This blog piece is based on questions asked to me a while back by Gaurav Rungta (@grt_0101) on twitter. The question was regarding t-test and its utility in context of backtests. While this can be treated as a super expansive topic, I’ll try to approach this from a very basic perspective so that maximum people are benefited.
Any hypothesis test that we conduct always starts with a nihilistic point of view. That the stuff we are testing for doesn’t exist in real life. That nihilistic view is termed “null hypothesis”. What we need to test for is the optimistic view point called “alternative hypothesis”.
For a simple example consider the the following sample of returns from a trading strategy: [-0.532, 0.698, 0.168, 0.268, 1.118, 1.838, 2.928, 0.508, 2.888, 0.118,]. Just by looking at it, we cannot tell whether the strategy overall has a positive expectancy. Our question here can be simply stated as “Does my strategy have a return > 0% return?”. That’s a good question, but a better question would be in two parts:
- “Does my strategy have a return > 0% return?”
- “How sure am I of these returns and will be returns be similar if I used this strategy over longer periods?”
The first part of the question can be easily answered by reducing the data series into few understandable values. Those understandable values can be termed “measures of central tendency” and “measures of dispersion”. The former includes Means and Medians. The latter includes Variance and Standard Deviation (SD). We’ll stick to the more commonly used ones – Mean and SD. The above data series has a Mean of exactly 1 and an SD of 1.19. That tells you that based on your modeling (reducing data to understandable parameters), the returns vary between -1.38 and 3.38, 95% of the times in your data. These numbers are calculated from Mean- 2*SD and Mean+ 2*SD and based on assumptions that we need not get into right now.
You could happily accept these results as the absolute truth, but frankly that would be idiotic. A better method would be conducting this experiment 1000 times in the similar fashion (either collect historical data of 10 consecutive returns, randomly sampled; or use the strategy prospectively and collect live data), and see whether these returns are repeated in a similar manner or not.
What you’ll notice is that mean returns will be variable and chaotic. Doing this exercise will show you that the Mean return you originally had, is part of a larger universe of Mean returns from other points in history/future. And which mean return you get when you trade the strategy live is completely random. Hence comes importance of the second question – How sure are you of your Mean return?
For that you need to understand the two opposing forces acting on your conviction:
- The true alpha of your strategy (hereby termed “Main Effect”)

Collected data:
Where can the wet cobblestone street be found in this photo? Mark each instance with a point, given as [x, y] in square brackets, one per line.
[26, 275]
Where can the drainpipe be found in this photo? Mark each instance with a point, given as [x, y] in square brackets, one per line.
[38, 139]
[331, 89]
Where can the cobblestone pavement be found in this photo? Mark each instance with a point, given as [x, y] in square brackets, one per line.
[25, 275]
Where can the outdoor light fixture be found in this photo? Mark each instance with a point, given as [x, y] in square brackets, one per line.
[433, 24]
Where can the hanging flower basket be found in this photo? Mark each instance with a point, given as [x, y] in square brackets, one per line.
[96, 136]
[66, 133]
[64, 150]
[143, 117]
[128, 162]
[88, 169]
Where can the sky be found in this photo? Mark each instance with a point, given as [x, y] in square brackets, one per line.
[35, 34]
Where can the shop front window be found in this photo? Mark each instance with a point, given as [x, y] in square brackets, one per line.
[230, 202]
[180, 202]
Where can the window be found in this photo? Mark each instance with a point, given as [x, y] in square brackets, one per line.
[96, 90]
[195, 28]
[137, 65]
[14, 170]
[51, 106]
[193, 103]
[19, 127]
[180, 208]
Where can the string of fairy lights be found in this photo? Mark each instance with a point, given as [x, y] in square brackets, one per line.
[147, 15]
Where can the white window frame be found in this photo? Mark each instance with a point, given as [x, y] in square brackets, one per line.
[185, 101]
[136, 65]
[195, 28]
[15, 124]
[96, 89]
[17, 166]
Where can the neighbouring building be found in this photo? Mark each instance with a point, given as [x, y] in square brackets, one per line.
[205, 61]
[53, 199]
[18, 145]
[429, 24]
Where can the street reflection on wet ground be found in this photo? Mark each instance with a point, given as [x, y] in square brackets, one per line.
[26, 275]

Exercises to complete
[1] According to the blog piece on t-tests, what Mean and standard deviation does the sample series of strategy returns have?
[2] Reproduce the part of the listing that opens with the line containing "Where can the drainpipe" and runs through the end of the listing.

Completed exercise
[1] A Mean of exactly 1 and an SD of 1.19.

[2]
Where can the drainpipe be found in this photo? Mark each instance with a point, given as [x, y] in square brackets, one per line.
[38, 139]
[331, 89]
Where can the cobblestone pavement be found in this photo? Mark each instance with a point, given as [x, y] in square brackets, one per line.
[25, 275]
Where can the outdoor light fixture be found in this photo? Mark each instance with a point, given as [x, y] in square brackets, one per line.
[433, 24]
Where can the hanging flower basket be found in this photo? Mark each instance with a point, given as [x, y] in square brackets, one per line.
[96, 136]
[66, 133]
[64, 150]
[143, 117]
[128, 162]
[88, 169]
Where can the sky be found in this photo? Mark each instance with a point, given as [x, y] in square brackets, one per line.
[35, 34]
Where can the shop front window be found in this photo? Mark each instance with a point, given as [x, y] in square brackets, one per line.
[230, 202]
[180, 202]
Where can the window be found in this photo? Mark each instance with a point, given as [x, y] in square brackets, one per line.
[96, 90]
[195, 28]
[137, 65]
[14, 170]
[51, 106]
[193, 103]
[19, 127]
[180, 208]
Where can the string of fairy lights be found in this photo? Mark each instance with a point, given as [x, y] in square brackets, one per line.
[147, 15]
Where can the white window frame be found in this photo? Mark each instance with a point, given as [x, y] in square brackets, one per line.
[185, 101]
[136, 65]
[195, 28]
[15, 124]
[96, 89]
[17, 166]
Where can the neighbouring building be found in this photo? Mark each instance with a point, given as [x, y] in square brackets, one per line.
[205, 61]
[53, 199]
[18, 145]
[429, 24]
Where can the street reflection on wet ground be found in this photo? Mark each instance with a point, given as [x, y] in square brackets, one per line.
[26, 275]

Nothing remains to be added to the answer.